═══ AVAILABLE RECORDS

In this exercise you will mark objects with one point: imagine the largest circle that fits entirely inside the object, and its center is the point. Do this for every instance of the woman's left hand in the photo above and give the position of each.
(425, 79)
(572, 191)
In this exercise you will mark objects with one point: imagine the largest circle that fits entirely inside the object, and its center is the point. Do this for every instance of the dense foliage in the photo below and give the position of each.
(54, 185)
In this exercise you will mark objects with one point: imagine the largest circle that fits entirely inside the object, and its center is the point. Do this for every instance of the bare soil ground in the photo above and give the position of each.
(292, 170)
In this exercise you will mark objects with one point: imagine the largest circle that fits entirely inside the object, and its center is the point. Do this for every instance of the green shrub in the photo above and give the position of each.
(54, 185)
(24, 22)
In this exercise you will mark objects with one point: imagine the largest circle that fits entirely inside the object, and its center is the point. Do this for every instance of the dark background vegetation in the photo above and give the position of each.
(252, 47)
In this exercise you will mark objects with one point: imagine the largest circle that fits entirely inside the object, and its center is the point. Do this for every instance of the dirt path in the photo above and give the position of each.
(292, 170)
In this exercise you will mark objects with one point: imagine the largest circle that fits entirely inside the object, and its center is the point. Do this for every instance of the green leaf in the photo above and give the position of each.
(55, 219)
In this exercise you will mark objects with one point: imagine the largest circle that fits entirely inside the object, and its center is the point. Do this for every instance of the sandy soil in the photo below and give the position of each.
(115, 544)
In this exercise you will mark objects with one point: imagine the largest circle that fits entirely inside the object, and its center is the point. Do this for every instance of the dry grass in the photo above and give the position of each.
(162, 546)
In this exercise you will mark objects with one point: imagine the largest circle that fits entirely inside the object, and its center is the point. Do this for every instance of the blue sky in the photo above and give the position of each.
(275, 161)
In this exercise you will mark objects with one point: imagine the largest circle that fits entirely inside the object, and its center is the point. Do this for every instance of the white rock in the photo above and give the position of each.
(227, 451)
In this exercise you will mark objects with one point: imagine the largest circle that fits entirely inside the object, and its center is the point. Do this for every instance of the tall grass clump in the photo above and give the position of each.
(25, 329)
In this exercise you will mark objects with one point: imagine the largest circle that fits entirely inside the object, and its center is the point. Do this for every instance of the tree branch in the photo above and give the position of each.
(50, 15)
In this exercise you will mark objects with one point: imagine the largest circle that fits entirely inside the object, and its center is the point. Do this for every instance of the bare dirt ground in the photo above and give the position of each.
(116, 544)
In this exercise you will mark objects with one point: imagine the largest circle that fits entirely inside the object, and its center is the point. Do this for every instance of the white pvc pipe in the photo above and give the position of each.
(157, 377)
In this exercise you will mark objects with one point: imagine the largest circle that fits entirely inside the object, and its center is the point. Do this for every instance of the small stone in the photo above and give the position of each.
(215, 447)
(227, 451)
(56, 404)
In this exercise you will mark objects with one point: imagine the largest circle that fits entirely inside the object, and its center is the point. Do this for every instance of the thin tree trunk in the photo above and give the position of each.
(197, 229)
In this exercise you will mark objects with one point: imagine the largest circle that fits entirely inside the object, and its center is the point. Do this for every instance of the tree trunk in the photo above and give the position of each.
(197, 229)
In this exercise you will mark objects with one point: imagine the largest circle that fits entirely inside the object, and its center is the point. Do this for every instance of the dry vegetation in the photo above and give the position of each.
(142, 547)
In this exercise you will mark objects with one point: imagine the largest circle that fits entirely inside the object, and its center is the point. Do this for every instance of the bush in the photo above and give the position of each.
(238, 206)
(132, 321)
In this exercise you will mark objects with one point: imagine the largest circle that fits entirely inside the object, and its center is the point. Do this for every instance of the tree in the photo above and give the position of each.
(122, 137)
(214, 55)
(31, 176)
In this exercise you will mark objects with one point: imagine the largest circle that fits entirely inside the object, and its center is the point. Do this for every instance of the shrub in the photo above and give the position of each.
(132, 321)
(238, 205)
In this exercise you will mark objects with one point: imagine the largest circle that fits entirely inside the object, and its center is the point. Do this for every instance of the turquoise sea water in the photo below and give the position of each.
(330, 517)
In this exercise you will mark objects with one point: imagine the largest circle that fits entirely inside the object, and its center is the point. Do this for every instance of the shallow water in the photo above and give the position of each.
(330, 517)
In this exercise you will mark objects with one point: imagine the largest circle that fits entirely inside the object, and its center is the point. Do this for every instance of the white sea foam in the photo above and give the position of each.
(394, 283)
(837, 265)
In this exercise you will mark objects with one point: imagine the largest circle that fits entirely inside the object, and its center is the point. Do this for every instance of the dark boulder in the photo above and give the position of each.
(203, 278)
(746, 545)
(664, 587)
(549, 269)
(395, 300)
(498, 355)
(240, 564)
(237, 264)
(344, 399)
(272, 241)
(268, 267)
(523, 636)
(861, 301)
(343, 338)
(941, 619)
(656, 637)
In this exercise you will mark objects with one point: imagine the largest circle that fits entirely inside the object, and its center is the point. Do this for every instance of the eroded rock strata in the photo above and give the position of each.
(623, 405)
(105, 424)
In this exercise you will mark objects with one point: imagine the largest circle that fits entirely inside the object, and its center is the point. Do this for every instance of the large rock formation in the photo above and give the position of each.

══════

◆ EXERCISE DIRECTIONS ◆
Output each record precisely as given.

◆ RESPONSE ◆
In this exercise you will mark objects with one point: imagine the largest circle that fits entirely inside the object, and its center is the point. Do this for every instance of the woman's left hand in the photo above and give the position of each.
(425, 79)
(572, 191)
In this exercise you will mark objects with one point: imagine the largest circle that fits entirely inside the object, and its center is the point. Do this for every instance of the dense foliage in the photo below and give the position of each.
(54, 185)
In this exercise you will mark objects with one point: imagine the largest circle that fits entirely inside the object, and its center is the point. Do this for every instance of the bare soil ground in the photo above and give the position of each.
(292, 170)
In this exercise you will mark objects with one point: imagine the largest circle that fits entirely inside the object, and its center is the point. Do this for every instance of the green shrub in the photo above and give the position of each.
(54, 185)
(24, 22)
In this exercise you will mark objects with one point: imagine the largest circle that fits entirely inside the object, and its center is the point. Do this for every instance of the dark background vegetation in the photo above and give the position of each.
(252, 47)
In this exercise you will mark objects with one point: imagine the largest circle that fits entirely inside the object, and its center is the point. Do this for every instance of the dirt path in the photo above and give the position of each.
(292, 170)
In this exercise you will mark objects with one point: imagine the largest circle that fits entirely inside the object, and its center is the point. Do this for every instance of the green leaf in the photo above and give the position of each.
(55, 219)
In this exercise you will mark objects with one point: imagine the largest circle that fits entirely inside the object, and its center is the point. Do this for every instance of the sandy soil in the photo below and give the position of each.
(115, 544)
In this exercise you will mark objects with one point: imagine the largest circle that fits entirely inside the object, and its center is the point. Do this for every instance of the dry grass in the photo above and give the position of each.
(162, 546)
In this exercise you will mark objects with one point: imagine the largest circle that fits entirely inside the object, and its center is the point. Do this for every instance of the blue sky in the photo above and give the position of each.
(275, 161)
In this exercise you will mark objects with one point: imagine the largest circle that fits entirely inside the object, and its center is the point. Do this for every instance of the white rock in the photo above and give the position of each.
(227, 451)
In this exercise you will mark objects with one point: imagine the largest circle that fits entirely inside the object, and its center is the point. Do this for every instance of the tall grass clump in the photo above and give the position of each.
(25, 329)
In this exercise you will mark objects with one point: imagine the largest circle that fits entirely inside the object, and its center is the point. Do this for every instance of the tree branch in the photo above and give the position of each.
(50, 15)
In this exercise you will mark objects with one point: imagine the largest circle that fits entirely inside the object, and its center is the point. Do this for every instance of the bare dirt ground in the photo above and give the position of each.
(116, 544)
In this exercise you will mark objects with one point: imagine the largest circle that fits entirely inside the object, and its center is the point. Do this for every instance of the white pvc pipe in the photo above and give the position of each.
(157, 377)
In this exercise you will mark objects with one point: imagine the largest circle that fits entirely inside the object, and its center is the point. Do this for every instance of the small stone in the photo above and give the position of each.
(215, 447)
(227, 451)
(56, 404)
In this exercise you will mark objects with one point: imagine the largest circle that fits entirely inside the object, and its center is the point. Do this for every instance of the thin tree trunk in the photo above and give the position of each.
(197, 229)
In this exercise you will mark objects with one point: imagine the largest circle that fits entirely inside the object, and its center is the point. Do this for every instance of the tree trunk in the photo above and give the position of each.
(197, 229)
In this exercise you will mark objects with one point: imagine the largest circle that fits entirely inside the object, and its center is the point. Do this for every instance of the dry vegetation in the photo above and give the position of each.
(142, 547)
In this exercise you will mark objects with one point: imagine the largest circle that fits entirely inside the object, and its center is the point. Do this for every instance of the bush in the photo above and give the position of each.
(238, 206)
(132, 321)
In this exercise you will mark objects with one point: imagine the largest circle that fits entirely inside the object, and its center is the point. Do this for every instance of the tree in the photo above and give the position of each.
(122, 137)
(214, 55)
(31, 176)
In this exercise you will mark objects with one point: imagine the largest circle that fits entirely inside the object, and its center is the point. Do this for every instance of the shrub in the photo above and give the position of each.
(132, 321)
(238, 205)
In this exercise you will mark objects with one point: imagine the largest circle that fits entirely inside the object, and its center is the point. Do this for every instance of the turquoise sea water in the photo below and give the position of each.
(330, 517)
In this exercise you will mark objects with one point: imagine the largest circle that fits entirely inside the object, and its center is the point. Do this for every instance of the shallow water in the photo above and give the position of each.
(330, 517)
In this exercise you will mark objects with one point: imagine the largest circle that fits entirely inside the object, and its center is the point. Do this for every instance of the white sea foam in the photo above and give the position of each.
(394, 283)
(837, 265)
In this exercise you will mark objects with one point: imagine the largest circle that fits entirely inside the object, and its center is the point. Do this for every instance of the dark boulder in the photo above and give the position of each.
(203, 278)
(746, 545)
(664, 587)
(549, 269)
(395, 300)
(498, 355)
(240, 564)
(237, 264)
(344, 399)
(272, 241)
(268, 267)
(523, 636)
(861, 301)
(343, 338)
(941, 619)
(656, 637)
In this exercise you will mark objects with one point: imagine the largest circle that fits entirely inside the object, and its center is the point. Do this for every instance of the eroded rock strata in the photo above and give the position of each.
(623, 405)
(105, 424)
In this exercise you will mark objects with one point: imagine the largest circle that fits entirely inside the object, and its center is the point. Do this for every instance of the large rock formation in the photo above and give the position of each.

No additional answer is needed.